• _Directions for this task_
Copy out the material in full. Leave every line as it is.
Top of Available data
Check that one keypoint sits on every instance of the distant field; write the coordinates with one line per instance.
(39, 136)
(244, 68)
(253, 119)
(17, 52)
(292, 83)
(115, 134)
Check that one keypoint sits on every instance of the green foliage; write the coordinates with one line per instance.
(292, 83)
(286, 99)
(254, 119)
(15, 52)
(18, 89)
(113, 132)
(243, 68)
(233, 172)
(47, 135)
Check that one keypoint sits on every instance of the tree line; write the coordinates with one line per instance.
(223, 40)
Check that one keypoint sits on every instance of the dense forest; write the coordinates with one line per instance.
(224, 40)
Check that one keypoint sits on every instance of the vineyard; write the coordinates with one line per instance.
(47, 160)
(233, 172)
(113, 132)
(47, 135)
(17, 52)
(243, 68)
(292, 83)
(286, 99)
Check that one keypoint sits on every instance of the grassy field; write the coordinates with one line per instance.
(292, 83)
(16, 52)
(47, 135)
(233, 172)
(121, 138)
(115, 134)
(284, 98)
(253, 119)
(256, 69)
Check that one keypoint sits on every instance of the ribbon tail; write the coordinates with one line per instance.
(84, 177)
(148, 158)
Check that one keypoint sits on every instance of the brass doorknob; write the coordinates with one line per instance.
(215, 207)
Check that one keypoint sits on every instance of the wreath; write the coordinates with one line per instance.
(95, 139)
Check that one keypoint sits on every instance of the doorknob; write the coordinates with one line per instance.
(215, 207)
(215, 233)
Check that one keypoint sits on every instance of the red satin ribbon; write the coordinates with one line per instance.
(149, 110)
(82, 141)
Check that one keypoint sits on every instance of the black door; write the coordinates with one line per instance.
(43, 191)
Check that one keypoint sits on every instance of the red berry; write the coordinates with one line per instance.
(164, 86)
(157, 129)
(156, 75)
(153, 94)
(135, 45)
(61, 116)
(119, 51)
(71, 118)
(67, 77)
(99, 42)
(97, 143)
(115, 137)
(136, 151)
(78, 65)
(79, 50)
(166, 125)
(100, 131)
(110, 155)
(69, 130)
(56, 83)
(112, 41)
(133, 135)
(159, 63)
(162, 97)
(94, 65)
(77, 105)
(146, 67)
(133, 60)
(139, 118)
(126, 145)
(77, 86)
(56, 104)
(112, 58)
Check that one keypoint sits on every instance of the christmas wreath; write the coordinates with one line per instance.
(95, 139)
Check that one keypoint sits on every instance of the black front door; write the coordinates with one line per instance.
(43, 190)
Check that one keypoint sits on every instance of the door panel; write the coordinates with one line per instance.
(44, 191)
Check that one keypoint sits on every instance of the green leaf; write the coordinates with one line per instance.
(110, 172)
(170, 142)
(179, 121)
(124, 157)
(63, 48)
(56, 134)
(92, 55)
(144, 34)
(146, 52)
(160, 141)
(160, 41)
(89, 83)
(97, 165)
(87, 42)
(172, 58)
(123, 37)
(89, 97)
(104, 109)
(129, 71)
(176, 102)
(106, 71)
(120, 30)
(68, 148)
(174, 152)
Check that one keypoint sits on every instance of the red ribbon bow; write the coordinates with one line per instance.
Bottom of Available data
• _Reply_
Check that one keypoint sits on every instance of the distant field; write the coordinates with one line per instance.
(39, 136)
(244, 68)
(253, 119)
(17, 52)
(292, 83)
(115, 134)
Check that one keypoint sits on every instance of the green foliage; write the coordinates with one line per instance.
(292, 83)
(286, 99)
(254, 119)
(15, 52)
(18, 89)
(113, 132)
(243, 68)
(233, 172)
(47, 135)
Check that one keypoint sits on every instance of the tree line; write the coordinates with one line per instance.
(223, 40)
Check that one keypoint sits on every instance of the dense forest; write the coordinates with one line per instance.
(224, 40)
Check that one keypoint sits on every instance of the vineyard; write the coordinates with one line per instance.
(47, 160)
(233, 172)
(113, 132)
(47, 135)
(17, 52)
(243, 68)
(292, 83)
(286, 99)
Check that one keypoint sits on every instance of the grassy field; write the coordinates with one line per instance.
(292, 83)
(16, 52)
(47, 135)
(233, 172)
(121, 138)
(115, 134)
(284, 98)
(253, 119)
(256, 69)
Check that one keypoint sits on every instance of the ribbon tail; write the coordinates with one line per instance.
(84, 177)
(148, 158)
Check that one keypoint sits on every instance of the brass doorknob; write the coordinates with one line per instance.
(215, 207)
Check that one keypoint sits on every instance of the wreath; write the coordinates with one line per instance.
(95, 139)
Check that one keypoint sits on every instance of the doorknob; write the coordinates with one line per instance.
(215, 207)
(215, 233)
Check that one keypoint sits on every instance of the red satin ribbon; write the coordinates with one line per instance.
(149, 110)
(82, 141)
Check that one keypoint sits on every instance of the black door; write the coordinates with one line per instance.
(43, 191)
Check that one keypoint sits on every instance of the red berry; write the coordinates with one line per instance.
(164, 86)
(157, 129)
(156, 75)
(153, 94)
(135, 45)
(61, 116)
(119, 51)
(71, 118)
(67, 77)
(99, 42)
(97, 143)
(115, 137)
(136, 151)
(78, 65)
(79, 50)
(166, 125)
(100, 131)
(110, 155)
(69, 130)
(56, 83)
(112, 41)
(133, 135)
(159, 63)
(162, 97)
(94, 65)
(77, 105)
(146, 67)
(133, 60)
(139, 118)
(126, 145)
(77, 86)
(56, 104)
(112, 58)
Check that one keypoint sits on every instance of the christmas wreath; write the coordinates with one line per instance.
(95, 139)
Check that one keypoint sits on every instance of the black front door; write the coordinates with one line per instance.
(43, 190)
Check that one keypoint sits on every instance of the door panel; write the coordinates with one line per instance.
(44, 191)
Check that one keypoint sits on every instance of the green leaf; write the coordinates with one line per instance.
(110, 172)
(170, 142)
(179, 121)
(124, 157)
(63, 48)
(56, 134)
(92, 55)
(144, 34)
(146, 52)
(160, 141)
(160, 41)
(89, 83)
(97, 165)
(87, 42)
(172, 58)
(123, 37)
(89, 97)
(104, 109)
(129, 71)
(176, 102)
(106, 71)
(120, 30)
(68, 148)
(174, 152)
Check that one keypoint sits on every instance of the red ribbon bow; write the coordinates with one line per instance.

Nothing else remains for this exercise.